DIRECTIONS FOR THIS TASK: In the records below, locate the line containing "the green foliage", then extract it and all following lines exactly, ending with the last line.

DATASET RECORDS:

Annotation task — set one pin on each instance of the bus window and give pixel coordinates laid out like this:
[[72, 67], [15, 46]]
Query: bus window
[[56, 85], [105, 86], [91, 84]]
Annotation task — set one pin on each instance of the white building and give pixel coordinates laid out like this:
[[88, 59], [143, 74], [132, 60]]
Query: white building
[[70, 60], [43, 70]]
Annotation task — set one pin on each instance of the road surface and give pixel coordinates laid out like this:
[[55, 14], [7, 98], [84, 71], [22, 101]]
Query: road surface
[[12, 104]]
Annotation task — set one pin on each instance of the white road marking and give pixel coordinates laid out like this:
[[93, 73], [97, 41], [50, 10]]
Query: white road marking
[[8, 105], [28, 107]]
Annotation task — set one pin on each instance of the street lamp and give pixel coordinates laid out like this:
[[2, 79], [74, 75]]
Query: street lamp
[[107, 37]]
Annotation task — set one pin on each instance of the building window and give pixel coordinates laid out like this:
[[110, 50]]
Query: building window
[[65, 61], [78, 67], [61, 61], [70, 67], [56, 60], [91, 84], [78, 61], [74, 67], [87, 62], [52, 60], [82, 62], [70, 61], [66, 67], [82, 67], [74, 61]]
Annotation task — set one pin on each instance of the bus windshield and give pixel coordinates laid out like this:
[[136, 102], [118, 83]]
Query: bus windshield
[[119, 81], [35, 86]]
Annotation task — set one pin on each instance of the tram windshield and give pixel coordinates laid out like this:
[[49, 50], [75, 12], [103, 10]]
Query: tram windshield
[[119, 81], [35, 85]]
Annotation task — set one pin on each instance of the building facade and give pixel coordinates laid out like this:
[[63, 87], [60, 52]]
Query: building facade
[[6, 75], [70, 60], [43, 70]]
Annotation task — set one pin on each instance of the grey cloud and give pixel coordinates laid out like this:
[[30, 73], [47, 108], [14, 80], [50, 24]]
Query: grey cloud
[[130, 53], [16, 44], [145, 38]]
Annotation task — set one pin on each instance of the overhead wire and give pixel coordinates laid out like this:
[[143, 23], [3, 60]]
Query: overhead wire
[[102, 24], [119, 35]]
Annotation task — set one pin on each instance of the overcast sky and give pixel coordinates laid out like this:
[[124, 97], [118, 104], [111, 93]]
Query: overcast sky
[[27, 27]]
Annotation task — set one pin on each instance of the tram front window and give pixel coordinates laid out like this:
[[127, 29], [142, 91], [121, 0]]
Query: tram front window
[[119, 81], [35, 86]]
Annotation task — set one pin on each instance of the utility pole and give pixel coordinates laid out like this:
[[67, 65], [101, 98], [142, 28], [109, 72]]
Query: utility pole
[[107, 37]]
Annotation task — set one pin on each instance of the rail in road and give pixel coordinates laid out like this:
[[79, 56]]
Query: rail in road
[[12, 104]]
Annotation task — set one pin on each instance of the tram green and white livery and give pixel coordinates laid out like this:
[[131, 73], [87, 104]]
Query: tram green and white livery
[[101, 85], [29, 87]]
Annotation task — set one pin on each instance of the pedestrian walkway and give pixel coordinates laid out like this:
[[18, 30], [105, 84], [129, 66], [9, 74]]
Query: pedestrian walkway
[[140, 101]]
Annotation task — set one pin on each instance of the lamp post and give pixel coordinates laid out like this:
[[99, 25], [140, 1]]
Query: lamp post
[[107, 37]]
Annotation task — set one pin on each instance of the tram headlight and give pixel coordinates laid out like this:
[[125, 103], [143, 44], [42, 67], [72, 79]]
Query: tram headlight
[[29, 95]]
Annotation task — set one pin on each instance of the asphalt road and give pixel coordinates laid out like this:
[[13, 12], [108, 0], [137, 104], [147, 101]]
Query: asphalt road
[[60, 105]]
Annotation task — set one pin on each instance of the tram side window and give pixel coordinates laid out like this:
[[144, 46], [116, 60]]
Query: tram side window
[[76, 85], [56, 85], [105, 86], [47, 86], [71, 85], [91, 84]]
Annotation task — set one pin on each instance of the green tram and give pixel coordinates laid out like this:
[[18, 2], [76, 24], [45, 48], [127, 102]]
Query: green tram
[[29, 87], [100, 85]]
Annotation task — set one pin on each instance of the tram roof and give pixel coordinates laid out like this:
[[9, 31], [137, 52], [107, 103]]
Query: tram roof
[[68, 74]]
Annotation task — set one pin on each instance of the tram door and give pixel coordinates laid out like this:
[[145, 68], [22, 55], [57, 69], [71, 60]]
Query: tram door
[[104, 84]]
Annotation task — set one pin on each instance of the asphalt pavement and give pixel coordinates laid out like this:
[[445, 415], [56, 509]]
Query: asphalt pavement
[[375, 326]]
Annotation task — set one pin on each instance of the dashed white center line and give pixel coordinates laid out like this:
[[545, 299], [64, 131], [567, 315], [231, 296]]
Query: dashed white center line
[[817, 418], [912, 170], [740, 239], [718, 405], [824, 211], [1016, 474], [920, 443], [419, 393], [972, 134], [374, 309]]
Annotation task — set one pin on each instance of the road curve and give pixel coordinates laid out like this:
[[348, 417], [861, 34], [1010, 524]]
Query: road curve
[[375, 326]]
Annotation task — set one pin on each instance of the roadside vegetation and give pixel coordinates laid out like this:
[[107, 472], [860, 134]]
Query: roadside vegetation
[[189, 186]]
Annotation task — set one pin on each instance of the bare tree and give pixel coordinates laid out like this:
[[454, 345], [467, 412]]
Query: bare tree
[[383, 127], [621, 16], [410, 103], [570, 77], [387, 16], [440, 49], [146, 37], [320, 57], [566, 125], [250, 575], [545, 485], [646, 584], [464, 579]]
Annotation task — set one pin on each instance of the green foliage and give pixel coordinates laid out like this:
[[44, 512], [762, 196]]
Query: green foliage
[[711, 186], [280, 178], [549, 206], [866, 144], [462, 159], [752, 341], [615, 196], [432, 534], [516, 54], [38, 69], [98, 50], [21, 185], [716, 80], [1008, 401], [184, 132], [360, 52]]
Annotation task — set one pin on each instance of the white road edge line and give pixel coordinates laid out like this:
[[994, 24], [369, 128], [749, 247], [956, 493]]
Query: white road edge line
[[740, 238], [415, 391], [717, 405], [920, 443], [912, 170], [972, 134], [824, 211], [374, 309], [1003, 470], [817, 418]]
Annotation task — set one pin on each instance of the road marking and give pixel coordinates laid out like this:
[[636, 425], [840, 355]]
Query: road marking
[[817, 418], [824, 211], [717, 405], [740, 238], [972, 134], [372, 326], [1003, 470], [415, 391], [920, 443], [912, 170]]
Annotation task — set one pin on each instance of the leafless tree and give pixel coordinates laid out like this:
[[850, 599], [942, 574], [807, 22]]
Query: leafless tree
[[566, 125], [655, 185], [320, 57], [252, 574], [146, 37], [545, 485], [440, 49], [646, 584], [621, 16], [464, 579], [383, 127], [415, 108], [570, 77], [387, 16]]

RESULT FOR THIS TASK:
Annotation task — set one pin on each instance of the green foliage and give pixel coordinates laid out like this:
[[44, 512], [762, 196]]
Query: green foliage
[[711, 186], [280, 178], [549, 206], [866, 144], [462, 159], [752, 341], [615, 196], [432, 534], [516, 54], [38, 69], [98, 50], [21, 185], [716, 80], [1008, 401], [184, 132], [360, 52]]
Annotation task — set one pin on each instance of the white road edge line and give pixel coordinates laid out like this:
[[994, 24], [369, 128], [749, 247], [956, 493]]
Query: white road edge line
[[740, 238], [415, 391], [717, 405], [920, 443], [912, 170], [972, 134], [824, 211], [374, 309], [1003, 470], [817, 418]]
Annotation task — set one pin on each instance of the road marking and give pixel coordinates laid out like this:
[[636, 425], [840, 355]]
Query: road marking
[[817, 418], [824, 211], [717, 405], [740, 238], [972, 134], [372, 326], [1003, 470], [415, 391], [920, 443], [912, 170]]
Annotation task — set one pin on each instance of the leafless tree and give pixel coordinates laid out like this:
[[850, 599], [942, 574], [807, 22]]
Query: leafless tree
[[566, 125], [655, 185], [320, 57], [252, 574], [146, 37], [545, 485], [440, 49], [646, 584], [621, 16], [464, 579], [383, 127], [415, 108], [570, 77], [387, 16]]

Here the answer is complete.